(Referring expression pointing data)
== Segment start ==

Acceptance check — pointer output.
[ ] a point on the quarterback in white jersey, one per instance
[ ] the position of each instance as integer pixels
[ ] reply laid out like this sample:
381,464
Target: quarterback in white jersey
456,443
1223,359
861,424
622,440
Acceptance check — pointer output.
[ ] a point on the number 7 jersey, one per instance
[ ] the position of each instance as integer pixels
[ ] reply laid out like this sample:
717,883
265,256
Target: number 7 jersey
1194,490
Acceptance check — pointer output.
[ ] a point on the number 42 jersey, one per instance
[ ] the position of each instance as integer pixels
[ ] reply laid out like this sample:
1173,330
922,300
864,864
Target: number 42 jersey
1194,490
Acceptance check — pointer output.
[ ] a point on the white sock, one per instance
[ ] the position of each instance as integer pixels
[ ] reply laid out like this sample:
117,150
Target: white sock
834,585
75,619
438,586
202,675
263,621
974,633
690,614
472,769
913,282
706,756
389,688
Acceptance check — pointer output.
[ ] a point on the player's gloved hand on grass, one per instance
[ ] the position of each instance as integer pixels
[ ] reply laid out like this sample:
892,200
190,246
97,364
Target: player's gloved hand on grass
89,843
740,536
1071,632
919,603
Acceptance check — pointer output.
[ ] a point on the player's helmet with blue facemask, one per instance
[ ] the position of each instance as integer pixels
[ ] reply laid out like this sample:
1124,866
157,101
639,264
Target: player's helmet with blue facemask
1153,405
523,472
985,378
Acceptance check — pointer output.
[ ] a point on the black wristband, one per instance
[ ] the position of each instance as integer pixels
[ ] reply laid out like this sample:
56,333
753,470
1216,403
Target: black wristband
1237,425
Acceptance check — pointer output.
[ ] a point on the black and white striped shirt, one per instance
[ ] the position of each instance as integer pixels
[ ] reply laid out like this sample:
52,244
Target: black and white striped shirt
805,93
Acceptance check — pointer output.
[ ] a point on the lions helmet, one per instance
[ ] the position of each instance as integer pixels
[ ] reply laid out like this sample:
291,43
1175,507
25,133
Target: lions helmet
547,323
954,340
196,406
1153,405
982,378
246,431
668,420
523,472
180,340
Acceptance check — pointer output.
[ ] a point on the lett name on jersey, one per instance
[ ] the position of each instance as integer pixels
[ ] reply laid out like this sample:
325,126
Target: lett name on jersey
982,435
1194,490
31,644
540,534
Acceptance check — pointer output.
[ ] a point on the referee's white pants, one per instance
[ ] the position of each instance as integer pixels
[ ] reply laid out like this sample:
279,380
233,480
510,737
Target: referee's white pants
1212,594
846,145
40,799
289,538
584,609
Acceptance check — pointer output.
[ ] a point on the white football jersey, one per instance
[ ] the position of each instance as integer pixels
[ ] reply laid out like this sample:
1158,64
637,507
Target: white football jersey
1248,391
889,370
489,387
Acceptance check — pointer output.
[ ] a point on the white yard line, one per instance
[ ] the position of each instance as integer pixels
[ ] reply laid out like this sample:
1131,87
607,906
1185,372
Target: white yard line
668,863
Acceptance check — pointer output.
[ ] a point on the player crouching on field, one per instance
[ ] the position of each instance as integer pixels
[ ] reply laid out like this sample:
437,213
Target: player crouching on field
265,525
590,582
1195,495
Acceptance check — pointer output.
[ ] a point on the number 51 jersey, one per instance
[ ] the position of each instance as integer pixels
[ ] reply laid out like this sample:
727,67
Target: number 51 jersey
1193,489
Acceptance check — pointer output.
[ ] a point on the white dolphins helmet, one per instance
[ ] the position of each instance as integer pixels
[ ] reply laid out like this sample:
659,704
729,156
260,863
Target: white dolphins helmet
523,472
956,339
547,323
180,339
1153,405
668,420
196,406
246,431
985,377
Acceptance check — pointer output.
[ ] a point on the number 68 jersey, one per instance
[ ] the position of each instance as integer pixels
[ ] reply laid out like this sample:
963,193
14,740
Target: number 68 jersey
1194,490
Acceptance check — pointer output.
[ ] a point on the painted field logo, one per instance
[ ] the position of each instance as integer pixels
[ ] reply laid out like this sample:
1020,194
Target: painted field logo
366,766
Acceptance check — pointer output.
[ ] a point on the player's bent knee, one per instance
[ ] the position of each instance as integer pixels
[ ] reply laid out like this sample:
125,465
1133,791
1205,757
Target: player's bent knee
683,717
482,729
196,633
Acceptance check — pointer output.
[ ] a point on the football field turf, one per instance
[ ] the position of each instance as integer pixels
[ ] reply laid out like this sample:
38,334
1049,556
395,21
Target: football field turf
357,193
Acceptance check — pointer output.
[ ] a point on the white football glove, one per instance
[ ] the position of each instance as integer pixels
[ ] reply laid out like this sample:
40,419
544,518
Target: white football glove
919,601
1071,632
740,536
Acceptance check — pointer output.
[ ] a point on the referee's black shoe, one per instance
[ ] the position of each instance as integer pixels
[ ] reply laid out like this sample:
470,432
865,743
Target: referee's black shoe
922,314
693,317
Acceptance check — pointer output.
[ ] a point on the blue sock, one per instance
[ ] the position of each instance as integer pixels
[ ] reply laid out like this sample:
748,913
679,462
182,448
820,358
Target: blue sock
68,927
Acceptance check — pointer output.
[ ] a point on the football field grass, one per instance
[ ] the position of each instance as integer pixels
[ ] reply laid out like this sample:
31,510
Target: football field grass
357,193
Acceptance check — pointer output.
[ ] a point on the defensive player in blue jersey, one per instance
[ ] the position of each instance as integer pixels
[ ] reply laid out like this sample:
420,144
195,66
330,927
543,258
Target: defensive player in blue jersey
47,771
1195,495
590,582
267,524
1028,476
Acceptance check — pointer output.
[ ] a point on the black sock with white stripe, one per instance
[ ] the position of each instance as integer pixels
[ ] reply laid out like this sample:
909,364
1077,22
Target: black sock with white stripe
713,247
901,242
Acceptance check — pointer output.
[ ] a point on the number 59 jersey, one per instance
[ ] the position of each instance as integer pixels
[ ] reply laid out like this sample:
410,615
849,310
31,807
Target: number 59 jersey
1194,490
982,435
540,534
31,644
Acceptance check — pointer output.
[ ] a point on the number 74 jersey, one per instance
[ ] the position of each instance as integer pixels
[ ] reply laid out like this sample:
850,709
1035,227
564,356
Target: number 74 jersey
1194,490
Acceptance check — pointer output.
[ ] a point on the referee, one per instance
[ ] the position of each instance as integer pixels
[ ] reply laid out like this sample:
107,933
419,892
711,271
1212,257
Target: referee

== Segment end ==

• Your assignment:
The records above are to be restated word for word, in full.

• Solution for this task:
Acceptance check — pointer output.
[ ] a point on the quarterback in white jersey, one per instance
[ ] the position of each instance as integer pixels
[ ] reply laid out like this sample:
381,464
Target: quarterback in white jersey
456,443
1223,359
861,424
622,440
Acceptance check — pointer output.
[ ] a point on the number 7 jersey, one per instance
[ ] the position of each instance as integer pixels
[ ] reply laid out like this sample:
717,883
265,256
Target: number 7 jersey
1194,490
Acceptance check — pointer output.
[ ] a point on the number 42 jersey, one per instance
[ ] the position of each instance as integer pixels
[ ] reply laid out like this sample:
1173,330
922,300
864,864
Target: number 42 jersey
1194,490
Acceptance check — pointer output.
[ ] a point on the white sock, one per instance
[ ] the position of each instance as integer pixels
[ ] reply laid out like this sample:
117,150
Target: white sock
834,585
75,619
438,586
202,675
263,621
974,633
690,614
472,769
913,282
706,756
389,688
Acceptance check — pointer output.
[ ] a point on the player's gloved hand on grass, one per instance
[ ] the position of each instance as integer pixels
[ ] reply laid out like this sample:
892,200
190,246
97,364
Target: player's gloved hand on grass
89,843
740,536
1071,632
919,603
Acceptance check — pointer output.
[ ] a point on the player's helmet with blue facemask, one per instance
[ ] the position of each instance as integer pixels
[ ] reply laid out like this sample:
1124,866
157,101
639,264
Target: player's helmet with blue facemask
1153,405
523,472
985,378
Acceptance check — pointer output.
[ ] a point on the black wristband, one per instance
[ ] the position of each instance as integer pixels
[ ] reply laid out like this sample:
56,333
753,470
1216,403
Target: black wristband
1237,425
Acceptance check — pointer output.
[ ] a point on the black and white striped shirt, one per instance
[ ] the position of each instance as integer pixels
[ ] reply laid out like this sample:
52,244
Target: black and white striped shirt
805,93
Acceptance check — pointer output.
[ ] a point on the lions helmet, one per instance
[ ] the position of each instance as integer pixels
[ ] reply laid out like this sample:
291,43
1175,507
25,133
Target: lions helmet
547,323
954,340
196,406
1153,405
982,378
246,431
668,420
523,472
180,340
Acceptance check — pointer output.
[ ] a point on the lett name on jersey, one per instance
[ ] the position of each instance as integer pixels
[ ] reply laid out like this sample:
325,126
Target: lett name on jersey
982,435
1194,490
31,644
540,534
Acceptance check — pointer output.
[ ] a point on the referee's white pants, one per instance
[ ] the position of each instance as integer pixels
[ ] reply laid out like this sample:
279,380
233,480
510,737
Target: referee's white pants
1212,594
846,145
40,799
289,538
584,609
Acceptance check — pointer output.
[ ] a point on the white football jersey, one per instance
[ ] the position of each instance as integer pixels
[ ] reply laid out like this sample:
1158,64
637,507
Target: white football jersey
1248,391
889,370
489,387
Acceptance check — pointer output.
[ ] a point on the white yard line, one per instance
[ ] the position of each instance as integer pixels
[ ] reply laid out like this sample:
1131,87
607,906
1185,372
Target: white yard line
668,863
Acceptance check — pointer output.
[ ] a point on the player crouching on field, one per instance
[ ] the position of each instance as integer pixels
[ ] reply laid out like this sample:
437,213
Target: player crouching on field
265,525
590,582
1195,495
Acceptance check — pointer output.
[ ] a point on the number 51 jersey, one per instance
[ ] the position of each instance as integer pixels
[ ] reply laid out like this sample:
727,67
Target: number 51 jersey
1193,489
Acceptance check — pointer output.
[ ] a point on the white dolphins helmet, one per instance
[ ] the position of each instance as integer pixels
[ ] reply laid out like this sample:
659,704
729,156
260,863
Target: white dolphins helmet
523,472
956,339
547,323
180,339
1153,405
668,420
196,406
246,431
985,377
Acceptance check — pointer output.
[ ] a point on the number 68 jersey, one per instance
[ ] the position of each instance as integer pixels
[ ] reply laid out like this sample:
963,193
14,740
Target: number 68 jersey
1194,490
Acceptance check — pointer output.
[ ] a point on the painted field logo, one per instance
[ ] the position of each instance as integer pixels
[ ] reply laid out like this sample:
1020,194
Target: painted field logo
366,766
Acceptance check — pointer output.
[ ] a point on the player's bent knee, one per instance
[ ] the position of each instance as integer pixels
[ ] reply laid out like this sample:
125,465
1133,791
1205,757
Target: player's bent knee
683,717
482,729
196,633
Acceptance check — pointer output.
[ ] a point on the football field turf, one per instance
[ ] the position of each instance as integer pixels
[ ] reply laid out like this sample:
38,334
1049,556
395,21
Target: football field turf
357,193
Acceptance check — pointer output.
[ ] a point on the white football glove, one per instance
[ ] the position of each instance as integer pixels
[ ] reply laid out like this sample:
40,419
544,518
Target: white football glove
919,601
1071,632
740,536
Acceptance check — pointer output.
[ ] a point on the referee's black shoe, one per instance
[ ] the position of each instance as integer pixels
[ ] reply laid out like this sample:
470,432
865,743
Target: referee's black shoe
922,314
693,317
Acceptance check — pointer output.
[ ] a point on the blue sock, one per instance
[ ] the position of each instance as integer pixels
[ ] reply laid out like this sample:
748,913
679,462
182,448
820,358
Target: blue sock
68,927
Acceptance check — pointer output.
[ ] a point on the football field grass, one per instance
[ ] the position of each instance as integer pixels
[ ] reply laid out like this sample:
31,510
Target: football field grass
357,193
Acceptance check — pointer output.
[ ] a point on the defensive player in blue jersey, one per instance
[ ] the position of each instance as integer pixels
[ ] reply laid out like this sample:
420,144
195,66
330,927
543,258
Target: defensive player in blue jersey
47,771
1195,495
590,582
267,524
1028,476
Acceptance check — pointer output.
[ ] a point on the black sock with white stripe, one per instance
[ ] the position of each instance as integer pixels
[ ] reply laid out like this sample:
909,364
1077,22
Target: black sock with white stripe
713,247
901,242
Acceptance check — pointer output.
[ ] a point on the number 59 jersey, one per instance
[ ] the position of each instance as integer pixels
[ ] reply laid out like this sample:
410,615
849,310
31,807
Target: number 59 jersey
1194,490
982,435
540,534
31,644
Acceptance check — pointer output.
[ ] a point on the number 74 jersey, one per instance
[ ] the position of each instance as integer pixels
[ ] reply laid out like this sample:
850,709
1035,227
564,356
Target: number 74 jersey
1194,490
Acceptance check — pointer output.
[ ] a point on the referee, one per instance
[ ] the position of each instance as integer pixels
[ ] reply laid out like this sample:
107,933
419,892
711,271
1212,257
Target: referee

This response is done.